Records from a data collection:
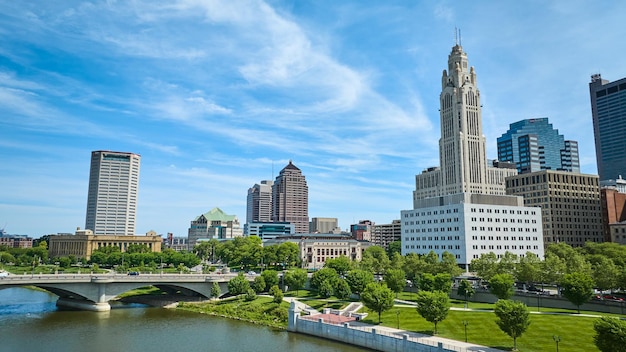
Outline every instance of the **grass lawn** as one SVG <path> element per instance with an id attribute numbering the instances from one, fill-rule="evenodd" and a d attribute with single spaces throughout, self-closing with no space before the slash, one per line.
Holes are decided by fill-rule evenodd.
<path id="1" fill-rule="evenodd" d="M 377 313 L 366 308 L 364 310 L 370 313 L 364 322 L 376 324 L 378 321 Z M 396 315 L 398 310 L 400 314 Z M 412 307 L 394 307 L 384 312 L 381 316 L 382 325 L 396 328 L 398 318 L 401 329 L 424 334 L 432 334 L 433 332 L 433 324 L 419 316 L 416 309 Z M 561 351 L 598 351 L 593 343 L 593 322 L 595 319 L 576 315 L 531 314 L 530 327 L 517 340 L 517 347 L 523 352 L 552 351 L 556 349 L 552 336 L 559 335 L 561 337 L 559 342 Z M 513 348 L 513 339 L 500 330 L 495 322 L 495 314 L 488 311 L 451 310 L 448 317 L 437 325 L 438 336 L 464 341 L 463 320 L 468 322 L 468 342 L 503 350 Z"/>
<path id="2" fill-rule="evenodd" d="M 227 299 L 204 303 L 179 303 L 179 309 L 245 320 L 275 328 L 286 328 L 289 303 L 274 303 L 271 297 L 257 297 L 247 302 Z"/>

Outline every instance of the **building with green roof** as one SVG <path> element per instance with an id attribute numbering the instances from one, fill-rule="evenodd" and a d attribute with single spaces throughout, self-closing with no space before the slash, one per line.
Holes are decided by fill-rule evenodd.
<path id="1" fill-rule="evenodd" d="M 189 249 L 192 249 L 199 240 L 224 240 L 240 236 L 243 236 L 243 229 L 237 216 L 228 215 L 216 207 L 191 221 L 187 242 Z"/>

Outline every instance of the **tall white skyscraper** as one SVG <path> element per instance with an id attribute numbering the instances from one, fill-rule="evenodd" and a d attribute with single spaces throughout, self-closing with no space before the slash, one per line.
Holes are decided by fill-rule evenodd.
<path id="1" fill-rule="evenodd" d="M 272 221 L 272 185 L 264 180 L 248 189 L 246 223 Z"/>
<path id="2" fill-rule="evenodd" d="M 460 45 L 455 45 L 448 56 L 439 103 L 441 168 L 431 167 L 415 176 L 414 206 L 421 199 L 449 194 L 505 195 L 505 178 L 517 175 L 517 171 L 487 162 L 476 72 Z"/>
<path id="3" fill-rule="evenodd" d="M 441 86 L 441 168 L 415 176 L 413 209 L 401 211 L 402 254 L 448 252 L 466 269 L 489 252 L 543 257 L 541 209 L 506 195 L 515 164 L 487 161 L 476 72 L 459 44 Z"/>
<path id="4" fill-rule="evenodd" d="M 91 152 L 85 228 L 95 235 L 135 235 L 139 154 Z"/>
<path id="5" fill-rule="evenodd" d="M 272 221 L 294 224 L 296 233 L 309 232 L 309 187 L 291 160 L 272 186 Z"/>

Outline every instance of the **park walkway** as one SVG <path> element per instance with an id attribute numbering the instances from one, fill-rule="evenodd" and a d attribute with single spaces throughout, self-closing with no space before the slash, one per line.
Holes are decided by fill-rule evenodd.
<path id="1" fill-rule="evenodd" d="M 285 297 L 284 300 L 287 301 L 287 302 L 294 302 L 296 304 L 296 307 L 298 307 L 302 311 L 309 312 L 309 314 L 311 316 L 315 316 L 315 315 L 323 316 L 323 314 L 320 313 L 319 311 L 309 307 L 308 305 L 306 305 L 303 302 L 298 301 L 294 297 Z M 403 304 L 403 305 L 406 304 L 406 305 L 415 306 L 414 302 L 401 301 L 401 300 L 396 300 L 396 302 L 400 303 L 400 304 Z M 346 308 L 346 310 L 347 310 L 347 308 Z M 352 312 L 354 312 L 354 309 L 350 309 L 350 310 Z M 340 312 L 340 314 L 341 314 L 341 312 Z M 387 336 L 393 336 L 393 337 L 396 337 L 398 339 L 403 339 L 404 335 L 408 335 L 411 340 L 416 340 L 416 341 L 418 341 L 420 343 L 423 343 L 424 345 L 429 345 L 429 346 L 437 346 L 438 343 L 442 343 L 444 346 L 446 346 L 447 348 L 449 348 L 449 349 L 451 349 L 453 351 L 460 351 L 460 352 L 503 352 L 503 350 L 496 349 L 496 348 L 486 347 L 486 346 L 477 345 L 477 344 L 468 343 L 468 342 L 463 342 L 463 341 L 447 339 L 447 338 L 439 337 L 439 336 L 432 336 L 432 335 L 427 335 L 427 334 L 421 334 L 421 333 L 417 333 L 417 332 L 413 332 L 413 331 L 407 331 L 407 330 L 402 330 L 402 329 L 395 329 L 395 328 L 388 327 L 388 326 L 372 325 L 372 324 L 363 323 L 361 321 L 350 321 L 349 322 L 349 326 L 352 329 L 357 329 L 357 330 L 361 330 L 361 331 L 367 331 L 367 332 L 370 332 L 370 333 L 372 332 L 372 330 L 375 329 L 376 333 L 378 333 L 378 334 L 383 334 L 383 335 L 387 335 Z"/>

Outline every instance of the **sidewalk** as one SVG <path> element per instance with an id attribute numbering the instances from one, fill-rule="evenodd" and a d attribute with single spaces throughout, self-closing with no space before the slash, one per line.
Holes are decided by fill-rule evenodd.
<path id="1" fill-rule="evenodd" d="M 304 311 L 308 311 L 308 312 L 310 312 L 311 315 L 321 314 L 319 311 L 316 311 L 315 309 L 312 309 L 311 307 L 309 307 L 306 304 L 298 301 L 294 297 L 286 297 L 286 298 L 284 298 L 284 300 L 287 301 L 287 302 L 295 302 L 296 306 L 299 309 L 304 310 Z M 414 302 L 402 301 L 402 300 L 396 300 L 396 302 L 400 303 L 400 304 L 406 304 L 406 305 L 415 306 Z M 503 350 L 499 350 L 499 349 L 491 348 L 491 347 L 486 347 L 486 346 L 482 346 L 482 345 L 477 345 L 477 344 L 473 344 L 473 343 L 447 339 L 447 338 L 444 338 L 444 337 L 420 334 L 420 333 L 417 333 L 417 332 L 401 330 L 401 329 L 395 329 L 395 328 L 391 328 L 391 327 L 388 327 L 388 326 L 372 325 L 372 324 L 367 324 L 367 323 L 363 323 L 363 322 L 360 322 L 360 321 L 351 321 L 351 322 L 349 322 L 349 326 L 350 326 L 350 328 L 358 329 L 358 330 L 362 330 L 362 331 L 367 331 L 367 332 L 371 332 L 373 329 L 376 329 L 376 332 L 378 334 L 387 335 L 387 336 L 393 336 L 393 337 L 397 337 L 398 339 L 403 339 L 404 335 L 408 335 L 411 340 L 417 340 L 420 343 L 423 343 L 425 345 L 430 345 L 430 346 L 437 346 L 437 344 L 439 342 L 441 342 L 444 345 L 445 348 L 451 349 L 453 351 L 463 351 L 463 352 L 503 352 Z"/>

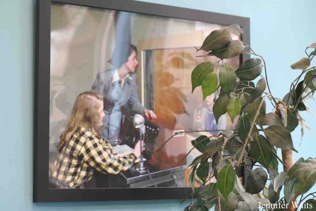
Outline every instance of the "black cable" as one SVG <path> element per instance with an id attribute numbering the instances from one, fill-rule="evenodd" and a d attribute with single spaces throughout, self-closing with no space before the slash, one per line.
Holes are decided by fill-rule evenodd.
<path id="1" fill-rule="evenodd" d="M 151 180 L 151 182 L 153 182 L 153 183 L 154 183 L 154 185 L 155 186 L 155 187 L 156 188 L 157 187 L 157 185 L 156 184 L 156 183 L 155 183 L 155 181 L 154 181 L 152 177 L 151 177 L 151 175 L 150 175 L 150 173 L 149 172 L 149 170 L 147 170 L 147 173 L 148 174 L 148 176 L 149 176 L 149 178 L 150 178 L 150 180 Z"/>

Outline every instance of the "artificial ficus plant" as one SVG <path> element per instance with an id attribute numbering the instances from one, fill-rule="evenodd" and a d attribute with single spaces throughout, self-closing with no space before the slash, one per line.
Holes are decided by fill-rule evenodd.
<path id="1" fill-rule="evenodd" d="M 299 112 L 312 113 L 306 100 L 312 97 L 316 90 L 316 67 L 310 67 L 316 55 L 316 43 L 306 48 L 306 57 L 291 65 L 301 72 L 281 99 L 272 95 L 264 60 L 241 41 L 243 33 L 237 24 L 214 31 L 201 48 L 197 48 L 197 51 L 206 52 L 205 56 L 216 56 L 219 60 L 215 63 L 200 64 L 193 70 L 192 92 L 201 86 L 204 100 L 215 93 L 219 93 L 213 108 L 217 123 L 226 113 L 232 122 L 236 118 L 238 121 L 234 130 L 218 130 L 217 135 L 201 136 L 192 141 L 194 147 L 202 154 L 189 166 L 192 171 L 189 182 L 193 192 L 198 193 L 196 201 L 185 210 L 207 210 L 215 206 L 216 210 L 255 210 L 259 202 L 287 203 L 288 210 L 297 209 L 292 202 L 297 205 L 304 202 L 316 204 L 315 193 L 297 201 L 316 182 L 316 159 L 301 158 L 294 164 L 292 152 L 297 151 L 291 135 L 300 124 L 302 137 L 304 127 L 307 126 Z M 232 33 L 238 35 L 239 39 L 233 40 Z M 309 49 L 312 51 L 309 53 Z M 254 58 L 244 61 L 236 70 L 223 62 L 224 59 L 241 54 Z M 261 75 L 264 70 L 265 77 Z M 258 78 L 255 85 L 252 81 Z M 272 111 L 266 110 L 266 103 L 272 104 Z M 277 155 L 278 149 L 282 151 L 282 159 Z M 210 172 L 208 162 L 210 159 Z M 283 165 L 283 171 L 278 172 L 279 162 Z M 255 166 L 258 167 L 253 168 Z M 236 168 L 242 166 L 249 173 L 244 185 L 235 173 Z M 194 188 L 196 175 L 203 182 L 197 189 Z M 216 183 L 208 182 L 214 177 Z M 280 199 L 282 187 L 285 197 Z M 308 210 L 316 210 L 316 205 L 313 209 Z"/>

(WRITTEN TASK):
Please present everything from the line containing "Outline every instance of the **tall" down through the line containing "272 221 L 294" as a two-column CSV with columns input and output. Give one row per input paired with its output, putting each field in quotes and turning line breaks into spaces.

(RESULT OF THE TASK):
input,output
"Outline every instance of the **tall white skyscraper** as one SVG <path> element per instance with an id attribute numbering the instances from one, fill-rule=""evenodd"" and a d attribute with single spaces throughout, self-closing with no space before the slash, one per line. Holes are decided by fill-rule evenodd.","<path id=""1"" fill-rule=""evenodd"" d=""M 272 221 L 272 185 L 264 180 L 248 189 L 246 223 Z""/> <path id=""2"" fill-rule=""evenodd"" d=""M 460 45 L 455 45 L 448 56 L 439 103 L 441 168 L 431 167 L 415 176 L 414 206 L 421 199 L 449 194 L 505 195 L 505 178 L 517 175 L 517 171 L 487 162 L 476 72 Z""/> <path id=""3"" fill-rule=""evenodd"" d=""M 441 86 L 441 168 L 415 176 L 413 209 L 401 211 L 402 254 L 448 252 L 466 269 L 489 252 L 543 257 L 541 209 L 506 195 L 515 164 L 487 161 L 476 72 L 459 44 Z""/> <path id=""4"" fill-rule=""evenodd"" d=""M 91 152 L 85 228 L 95 235 L 135 235 L 139 154 Z""/> <path id=""5"" fill-rule=""evenodd"" d=""M 272 221 L 294 224 L 296 233 L 309 232 L 309 187 L 291 160 L 272 186 Z""/>"